Aim of the task:
Exactly as written, transcribe the lines that run from the one containing "Where in the photo above can the metal" to the end of the records below.

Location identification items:
▬▬▬▬▬▬

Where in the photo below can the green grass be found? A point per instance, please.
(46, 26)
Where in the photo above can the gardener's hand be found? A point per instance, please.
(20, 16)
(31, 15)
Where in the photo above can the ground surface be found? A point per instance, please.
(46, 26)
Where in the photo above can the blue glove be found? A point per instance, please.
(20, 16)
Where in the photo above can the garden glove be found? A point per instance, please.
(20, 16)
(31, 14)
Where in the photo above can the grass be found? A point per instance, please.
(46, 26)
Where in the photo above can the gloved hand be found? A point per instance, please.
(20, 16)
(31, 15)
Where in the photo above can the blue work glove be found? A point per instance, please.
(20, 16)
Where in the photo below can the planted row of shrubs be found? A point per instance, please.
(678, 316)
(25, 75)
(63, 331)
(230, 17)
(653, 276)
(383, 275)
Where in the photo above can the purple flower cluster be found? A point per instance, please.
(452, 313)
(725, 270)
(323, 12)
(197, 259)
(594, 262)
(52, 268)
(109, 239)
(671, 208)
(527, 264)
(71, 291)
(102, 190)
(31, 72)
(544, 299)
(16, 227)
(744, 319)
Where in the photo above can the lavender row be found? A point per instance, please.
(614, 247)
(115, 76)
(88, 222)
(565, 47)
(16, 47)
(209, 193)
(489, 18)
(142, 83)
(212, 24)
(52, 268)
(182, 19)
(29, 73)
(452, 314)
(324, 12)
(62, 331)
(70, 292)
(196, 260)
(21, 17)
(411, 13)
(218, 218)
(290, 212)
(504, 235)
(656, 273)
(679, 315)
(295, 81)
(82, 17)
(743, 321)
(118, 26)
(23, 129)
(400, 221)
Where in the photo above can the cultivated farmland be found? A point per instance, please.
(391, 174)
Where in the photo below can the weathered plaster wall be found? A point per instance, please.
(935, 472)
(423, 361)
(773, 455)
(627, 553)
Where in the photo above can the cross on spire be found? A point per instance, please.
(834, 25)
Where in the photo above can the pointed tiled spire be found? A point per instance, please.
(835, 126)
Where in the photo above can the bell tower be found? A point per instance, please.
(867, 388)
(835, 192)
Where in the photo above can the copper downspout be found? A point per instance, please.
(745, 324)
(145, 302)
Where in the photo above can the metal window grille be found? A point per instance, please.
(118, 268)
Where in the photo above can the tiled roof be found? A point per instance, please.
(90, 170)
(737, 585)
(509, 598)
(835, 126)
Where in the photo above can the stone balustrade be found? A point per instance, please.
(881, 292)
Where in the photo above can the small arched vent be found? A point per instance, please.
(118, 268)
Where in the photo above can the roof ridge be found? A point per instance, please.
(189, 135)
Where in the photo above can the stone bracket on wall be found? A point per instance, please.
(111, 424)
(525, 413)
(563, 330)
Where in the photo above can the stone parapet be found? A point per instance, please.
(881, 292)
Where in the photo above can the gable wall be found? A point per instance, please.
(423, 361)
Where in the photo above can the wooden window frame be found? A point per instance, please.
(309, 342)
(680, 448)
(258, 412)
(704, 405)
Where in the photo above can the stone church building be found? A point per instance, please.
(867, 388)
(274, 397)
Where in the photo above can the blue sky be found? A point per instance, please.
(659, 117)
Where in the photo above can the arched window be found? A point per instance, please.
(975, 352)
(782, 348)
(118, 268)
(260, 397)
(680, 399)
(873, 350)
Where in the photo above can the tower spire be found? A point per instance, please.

▬▬▬▬▬▬

The solution:
Where in the photo above can the metal window grille be found? A point per instance, please.
(118, 268)
Where in the photo above can the tiled roof be found? A point per instance, please.
(90, 170)
(737, 585)
(509, 598)
(835, 126)
Where in the photo above can the stone balustrade be found? A point per instance, please.
(881, 292)
Where in the photo above can the small arched vent be found? A point per instance, please.
(118, 268)
Where in the photo above can the roof ridge be found? A point per instance, please.
(189, 135)
Where in the photo above can the stone bracket on wall be found? A point per instance, please.
(111, 424)
(525, 413)
(563, 330)
Where in the photo above can the stone parapet be found? A point per instance, please.
(881, 292)
Where in the photo above can the gable wall be found? A point per instance, please.
(423, 361)
Where in the photo above can the wooden window frame be found? A point per instance, please.
(309, 342)
(680, 448)
(258, 412)
(704, 405)
Where in the photo above can the stone church building be found? A point per instance, please.
(867, 388)
(274, 397)
Where in the photo above can the blue sky be found? A point per instance, please.
(659, 117)
Where in the photo above can the arched window be found? A point per instance, please.
(975, 352)
(782, 348)
(118, 268)
(260, 397)
(680, 399)
(873, 350)
Where in the photo above can the tower spire be found? A point per instance, please.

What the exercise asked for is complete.